**Aim of the exercise**
In the passage on the user interface module, what two methods does it give for sending individual signals over the serial path?

[START Supplied text]

A user interface module 20 is mounted on a wall of space 12. Module 20 is
shown in FIG. 1 for easier understanding as connected to a controller 10
by multiple paths 25, 27, 29 and 31, each dedicated to carrying a single
specific signal. In the preferred commercial embodiment there are many
more signals than three which are exchanged by module 20 and controller
10. It is easy to implement the exchange of this multiplicity of signals
with a single bidirectional serial communication path 24 symbolized by the
dotted line ring. With such a serial path 24, individual signals may be
transmitted either during assigned time slices or with individual
identifier codes, either of which methods allow the receiving device to
determine the type of parameter encoded in the signal.

[END Supplied text]
[START Stored data]

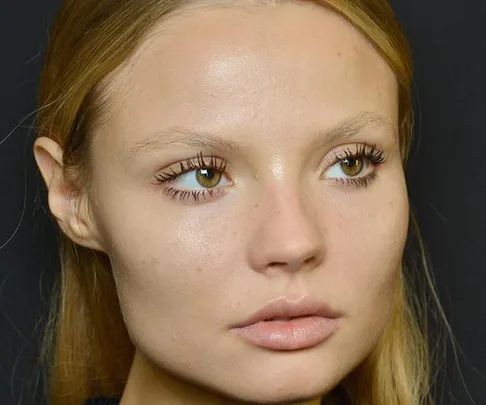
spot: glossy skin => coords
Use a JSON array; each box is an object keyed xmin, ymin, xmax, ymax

[END Stored data]

**Solution to this problem**
Sending them during assigned time slices or with individual identifier codes.